▶ **Part of a data file**
* * *
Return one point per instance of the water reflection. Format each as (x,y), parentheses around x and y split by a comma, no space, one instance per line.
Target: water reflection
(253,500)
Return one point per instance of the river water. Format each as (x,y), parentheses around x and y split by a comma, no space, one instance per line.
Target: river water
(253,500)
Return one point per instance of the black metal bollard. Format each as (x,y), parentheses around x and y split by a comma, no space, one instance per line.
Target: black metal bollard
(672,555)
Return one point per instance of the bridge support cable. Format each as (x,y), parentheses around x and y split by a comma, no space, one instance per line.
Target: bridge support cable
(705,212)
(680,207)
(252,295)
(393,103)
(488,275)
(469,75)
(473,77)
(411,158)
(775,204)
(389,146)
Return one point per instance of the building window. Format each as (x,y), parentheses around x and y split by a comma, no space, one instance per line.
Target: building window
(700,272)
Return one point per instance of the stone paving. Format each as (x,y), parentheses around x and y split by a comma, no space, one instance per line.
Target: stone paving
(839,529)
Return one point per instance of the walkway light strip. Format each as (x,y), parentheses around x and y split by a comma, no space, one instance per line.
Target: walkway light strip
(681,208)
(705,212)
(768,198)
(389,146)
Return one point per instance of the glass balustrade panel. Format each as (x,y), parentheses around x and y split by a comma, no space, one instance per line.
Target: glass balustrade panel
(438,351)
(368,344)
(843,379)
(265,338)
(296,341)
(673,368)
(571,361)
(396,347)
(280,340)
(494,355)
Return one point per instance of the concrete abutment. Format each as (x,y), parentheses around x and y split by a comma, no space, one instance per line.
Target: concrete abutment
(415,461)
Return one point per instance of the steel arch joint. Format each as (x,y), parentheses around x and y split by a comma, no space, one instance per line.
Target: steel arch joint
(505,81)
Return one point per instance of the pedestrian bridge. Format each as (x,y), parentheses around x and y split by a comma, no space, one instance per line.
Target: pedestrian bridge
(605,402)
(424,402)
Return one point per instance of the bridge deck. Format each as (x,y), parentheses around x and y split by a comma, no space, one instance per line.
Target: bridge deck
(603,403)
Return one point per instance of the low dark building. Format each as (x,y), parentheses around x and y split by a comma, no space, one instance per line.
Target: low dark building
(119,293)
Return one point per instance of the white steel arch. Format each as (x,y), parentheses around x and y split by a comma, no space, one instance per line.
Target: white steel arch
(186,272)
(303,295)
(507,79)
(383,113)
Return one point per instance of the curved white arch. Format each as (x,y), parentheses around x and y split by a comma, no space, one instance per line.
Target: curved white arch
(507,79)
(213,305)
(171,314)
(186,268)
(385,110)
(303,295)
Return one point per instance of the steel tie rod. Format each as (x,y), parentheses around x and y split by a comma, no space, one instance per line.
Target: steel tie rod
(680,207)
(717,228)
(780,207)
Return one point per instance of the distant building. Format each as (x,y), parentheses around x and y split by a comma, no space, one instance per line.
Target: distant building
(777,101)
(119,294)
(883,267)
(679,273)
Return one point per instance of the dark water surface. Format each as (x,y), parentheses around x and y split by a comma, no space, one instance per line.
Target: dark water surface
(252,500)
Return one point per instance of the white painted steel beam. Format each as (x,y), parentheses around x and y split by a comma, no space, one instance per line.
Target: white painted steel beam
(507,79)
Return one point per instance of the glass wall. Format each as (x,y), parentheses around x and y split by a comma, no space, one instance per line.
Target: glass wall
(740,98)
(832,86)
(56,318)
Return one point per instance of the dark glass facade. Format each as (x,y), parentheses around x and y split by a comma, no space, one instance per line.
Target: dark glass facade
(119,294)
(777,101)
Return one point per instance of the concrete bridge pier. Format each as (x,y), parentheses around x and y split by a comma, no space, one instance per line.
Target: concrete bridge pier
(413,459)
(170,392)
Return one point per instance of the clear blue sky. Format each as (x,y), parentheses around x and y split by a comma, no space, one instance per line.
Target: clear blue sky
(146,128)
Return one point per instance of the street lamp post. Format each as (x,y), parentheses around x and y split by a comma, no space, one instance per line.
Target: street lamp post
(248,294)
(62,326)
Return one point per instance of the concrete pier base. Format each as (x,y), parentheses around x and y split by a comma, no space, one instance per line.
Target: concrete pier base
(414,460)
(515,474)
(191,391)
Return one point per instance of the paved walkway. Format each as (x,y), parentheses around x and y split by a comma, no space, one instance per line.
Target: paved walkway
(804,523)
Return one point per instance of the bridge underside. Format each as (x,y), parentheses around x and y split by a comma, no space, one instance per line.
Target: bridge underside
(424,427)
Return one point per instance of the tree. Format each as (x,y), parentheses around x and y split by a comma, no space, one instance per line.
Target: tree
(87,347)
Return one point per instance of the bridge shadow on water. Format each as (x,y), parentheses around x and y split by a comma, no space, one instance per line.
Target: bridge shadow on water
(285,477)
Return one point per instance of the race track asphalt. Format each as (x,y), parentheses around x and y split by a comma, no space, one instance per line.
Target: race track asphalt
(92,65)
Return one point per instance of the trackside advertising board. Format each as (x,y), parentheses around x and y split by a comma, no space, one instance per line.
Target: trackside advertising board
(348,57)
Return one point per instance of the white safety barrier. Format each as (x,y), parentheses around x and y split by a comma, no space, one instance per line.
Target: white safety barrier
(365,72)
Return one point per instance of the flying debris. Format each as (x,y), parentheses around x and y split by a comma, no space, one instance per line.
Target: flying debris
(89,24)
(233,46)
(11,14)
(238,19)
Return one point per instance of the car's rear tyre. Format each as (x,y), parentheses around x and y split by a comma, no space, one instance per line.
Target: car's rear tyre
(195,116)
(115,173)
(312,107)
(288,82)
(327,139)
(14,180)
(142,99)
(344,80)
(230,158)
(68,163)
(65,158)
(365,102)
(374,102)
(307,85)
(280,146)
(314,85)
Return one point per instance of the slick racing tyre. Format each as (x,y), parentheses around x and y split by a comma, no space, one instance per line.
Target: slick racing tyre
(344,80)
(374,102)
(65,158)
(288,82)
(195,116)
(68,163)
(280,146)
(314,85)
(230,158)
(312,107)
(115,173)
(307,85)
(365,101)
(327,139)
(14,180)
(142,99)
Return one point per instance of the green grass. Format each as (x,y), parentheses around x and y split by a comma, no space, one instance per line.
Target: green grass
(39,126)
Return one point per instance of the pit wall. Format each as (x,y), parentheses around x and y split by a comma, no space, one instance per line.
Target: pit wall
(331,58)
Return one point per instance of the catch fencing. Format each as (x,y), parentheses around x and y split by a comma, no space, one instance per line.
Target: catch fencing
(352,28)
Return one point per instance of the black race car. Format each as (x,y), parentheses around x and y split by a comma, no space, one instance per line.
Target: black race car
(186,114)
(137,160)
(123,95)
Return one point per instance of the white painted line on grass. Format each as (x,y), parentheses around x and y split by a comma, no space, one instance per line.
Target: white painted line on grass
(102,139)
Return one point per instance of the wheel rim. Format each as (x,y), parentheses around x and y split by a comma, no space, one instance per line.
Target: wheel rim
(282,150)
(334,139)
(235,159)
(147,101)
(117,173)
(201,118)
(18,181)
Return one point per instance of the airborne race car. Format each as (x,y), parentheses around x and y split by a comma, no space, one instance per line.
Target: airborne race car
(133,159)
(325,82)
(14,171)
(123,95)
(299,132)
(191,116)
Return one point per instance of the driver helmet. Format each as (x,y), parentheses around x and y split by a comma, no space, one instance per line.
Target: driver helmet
* * *
▶ **STATED GOAL**
Each record should come back exactly as written.

▶ **ANSWER TO THE EXERCISE**
Return one point per instance of the water reflection. Format each as (x,y), parentheses around x and y split by a comma, no space, one instance per line.
Target: water reflection
(253,500)
Return one point per instance of the river water. Format each as (x,y), parentheses around x and y split by a comma, no space, one instance per line.
Target: river water
(253,500)
Return one point per instance of the black metal bollard. Format each as (x,y), parentheses around x and y split by a comma, no space, one instance per line.
Target: black metal bollard
(672,555)
Return one point per instance of the bridge support cable. Format each as (x,y), parentheses around x and y split by a comma, no space, one instance per line.
Target: bridge support cable
(705,212)
(680,207)
(252,295)
(393,103)
(488,275)
(469,75)
(473,77)
(411,158)
(775,204)
(389,146)
Return one point per instance of the building window. Format each as (x,y), parentheses around x and y split by a comma, no space, one instance per line.
Target: building window
(700,272)
Return one point per instance of the stone paving. Format each as (x,y), parentheses around x and y split by a comma, no space, one instance per line.
Target: stone paving
(839,529)
Return one point per instance of the walkway light strip. Format each as (x,y), parentheses around x and y split by a comma, no space, one instance per line.
Target: walkway light strip
(681,208)
(705,212)
(768,198)
(389,146)
Return one point per instance of the glass balustrade panel. Format each as (x,y), parentheses around x and y split by a comma, no space, one instance per line.
Target: glass balustrade panel
(438,351)
(368,344)
(843,379)
(265,338)
(296,341)
(673,368)
(571,361)
(396,347)
(280,340)
(494,355)
Return one point per instance of the concrete abutment. Format each as (x,y), parentheses around x and y split by a comma, no space, one instance per line.
Target: concrete abutment
(415,461)
Return one point per instance of the steel arch joint. Format each as (x,y), parentheses around x and y split by a comma, no space, one instance per line.
Target: steel arch joint
(505,81)
Return one point per instance of the pedestrian bridge. Format each as (x,y), parentheses around x and y split by a comma, no space, one instance per line.
Target: pedestrian bridge
(605,402)
(424,402)
Return one point per instance of the bridge deck. Format each as (x,y), parentheses around x and y split by a comma, no space, one instance per line.
Target: bridge deck
(603,403)
Return one point per instance of the low dark building. Format each as (x,y), parentheses around x and y split by a comma, no space, one instance per line.
Target: low dark building
(119,293)
Return one point per instance of the white steel arch. Format each as (x,y), parentheses around x and y split by a comma, no space, one instance per line.
Target: white steel arch
(186,272)
(303,295)
(507,79)
(383,113)
Return one point per instance of the curved white arch. Format each as (x,y), parentheses around x and y split by a comma, no space, one instance per line.
Target: curved white arch
(507,79)
(213,305)
(171,314)
(186,268)
(385,110)
(303,295)
Return one point per instance of the steel tie rod. Format each as (x,y), parentheses around x and y split by a comma, no space, one instance per line.
Target: steel tie rod
(680,207)
(717,228)
(780,207)
Return one point per instance of the distant building. Format each as (x,y), parentheses around x and y split by a comma, no space, one instance per line.
Target: distant building
(777,101)
(119,294)
(883,267)
(679,273)
Return one point per instance of the dark water surface. Format each as (x,y), parentheses around x and y split by a comma, no space, one instance per line.
Target: dark water surface
(252,500)
Return one point per instance of the white painted steel beam. Format each as (x,y), parentheses around x and y split by a comma, no space, one instance per line.
Target: white painted steel beam
(507,79)
Return one point per instance of the glass wall. Format each as (x,y), parentheses around x and y split by a comma, no space, one instance per line.
Target: glass wall
(740,98)
(832,86)
(56,318)
Return one point per instance of the dark glass facade. Format each as (x,y), parentheses around x and y split by a comma, no space, one instance per line.
Target: dark glass facade
(119,294)
(777,101)
Return one point per instance of the concrete bridge pier. Format each as (x,y), parentheses around x and y split by a comma, no space, one instance per line.
Target: concrete bridge pier
(413,459)
(170,392)
Return one point per instance of the clear blue sky. Format each as (x,y), parentheses around x and y split by a comma, no space, one instance per line.
Target: clear blue sky
(146,128)
Return one point per instance of the street lamp post. Format each as (x,y), parentheses around x and y split by a comma, no space, one instance per line.
Target: street lamp post
(248,294)
(62,326)
Return one point per instance of the concrete pier base. Format each as (x,y), parentheses around x and y split by a comma, no space, one instance per line.
Target: concrete pier base
(414,460)
(515,474)
(191,391)
Return one point per instance of the paved walkway. Format each as (x,y), parentheses around x and y split by a comma, no space, one instance per line.
Target: paved walkway
(804,523)
Return one point per instance of the bridge underside. Format each as (x,y), parentheses around x and y split by a comma, no space, one instance per line.
Target: bridge underside
(424,427)
Return one point per instance of the tree. Format each as (x,y), parentheses around x and y split by a comma, no space, one instance per line.
Target: tree
(87,347)
Return one point per instance of the bridge shadow on water. Format each as (x,y), parentheses around x and y split by a comma, no space, one instance per line.
Target: bridge shadow on water
(285,477)
Return one point per instance of the race track asphalt. Format each as (x,y), parentheses around x and y split by a comma, no space, one instance per line.
Target: race track asphalt
(92,65)
Return one point per instance of the trackside advertising board. Format each as (x,y), parentheses around x and y split by a comma, no space, one instance per line.
Target: trackside advertising board
(348,57)
Return one point per instance of the white safety barrier. Format each as (x,y), parentheses around x and y split by a comma, no space, one instance per line.
Target: white safety barrier
(365,72)
Return one point per instance of the flying debris. Format each as (x,y), parentheses around x and y split by a comma, no space, one instance per line.
Target: flying debris
(89,24)
(233,46)
(11,14)
(238,19)
Return one point per instance of the car's rear tyre. Format each as (x,y), parentheses around x and y split by a comma, no space, one instance per line.
Target: car's rear tyre
(195,116)
(115,173)
(312,107)
(288,82)
(327,139)
(14,180)
(142,99)
(344,80)
(230,158)
(68,163)
(65,158)
(365,102)
(374,102)
(307,85)
(280,146)
(314,85)
Return one point per instance of the slick racing tyre. Format each as (x,y), parentheses around x and y split by a comma, no space, one instance per line.
Target: slick racing tyre
(344,80)
(374,102)
(65,158)
(288,82)
(195,116)
(68,163)
(280,146)
(314,85)
(230,158)
(312,107)
(115,173)
(307,85)
(365,101)
(327,139)
(14,180)
(142,99)
Return one point per instance of the green grass. Format each as (x,y), parentheses around x and y split by a comma, no space, one instance per line.
Target: green grass
(39,126)
Return one point per instance of the pit wall. Format each as (x,y), parentheses around x and y split by a comma, no space, one instance per line.
Target: pit wall
(331,58)
Return one point per instance of the catch fencing. Format each as (x,y), parentheses around x and y split by a comma, no space, one instance per line.
Target: catch fencing
(352,28)
Return one point per instance of the black race car. Format each as (x,y), parentheses around x and y split by a comma, no space, one instance per line.
Target: black race car
(186,114)
(137,160)
(123,95)
Return one point per instance of the white painted line on grass. Format each as (x,y), parentheses around x and y split by a comma, no space, one instance per line.
Target: white painted line on grass
(102,139)
Return one point per instance of the wheel rim. Format each as (x,y), parentheses around x and y split by a comma, no space, one instance per line.
Target: wheel rim
(282,150)
(334,139)
(235,159)
(147,101)
(117,173)
(201,118)
(18,181)
Return one point per instance of the airborne race car. Format each as (x,y), parentheses around x and y split by a comma, no space, one instance per line.
Target: airborne race car
(133,159)
(325,82)
(14,171)
(123,95)
(299,132)
(191,116)
Return one point per instance of the driver helmet. Format each as (x,y), parentheses around x and y split by a comma, no space, one instance per line.
Target: driver helmet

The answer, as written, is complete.